▶ [GIVEN PROBLEM] Pick out each line in the items below that contains the word "white", and copy those lines.

::: SOURCE MATERIAL :::

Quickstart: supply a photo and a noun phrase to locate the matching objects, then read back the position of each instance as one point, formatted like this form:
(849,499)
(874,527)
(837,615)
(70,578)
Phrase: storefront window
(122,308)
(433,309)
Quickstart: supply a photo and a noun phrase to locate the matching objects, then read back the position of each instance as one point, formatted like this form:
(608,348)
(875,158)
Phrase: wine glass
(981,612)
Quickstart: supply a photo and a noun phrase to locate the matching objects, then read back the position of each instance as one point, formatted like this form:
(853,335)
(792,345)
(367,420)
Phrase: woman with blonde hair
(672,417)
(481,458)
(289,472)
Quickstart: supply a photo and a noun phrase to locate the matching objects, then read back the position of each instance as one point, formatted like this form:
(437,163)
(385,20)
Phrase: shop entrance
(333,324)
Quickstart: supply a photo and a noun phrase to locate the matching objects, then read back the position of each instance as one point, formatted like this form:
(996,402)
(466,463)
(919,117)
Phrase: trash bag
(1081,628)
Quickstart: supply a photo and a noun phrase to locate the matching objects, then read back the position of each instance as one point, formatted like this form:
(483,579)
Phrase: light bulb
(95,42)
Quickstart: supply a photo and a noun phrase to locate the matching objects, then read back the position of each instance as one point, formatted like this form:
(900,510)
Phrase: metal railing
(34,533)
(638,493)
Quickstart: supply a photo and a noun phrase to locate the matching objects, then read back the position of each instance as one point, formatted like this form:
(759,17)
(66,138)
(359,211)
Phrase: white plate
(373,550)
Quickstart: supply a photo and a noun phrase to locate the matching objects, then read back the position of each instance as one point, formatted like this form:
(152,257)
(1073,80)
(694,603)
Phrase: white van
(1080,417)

:::

▶ [WRITTEN REPLY]
Phrase: white plate
Phrase: white van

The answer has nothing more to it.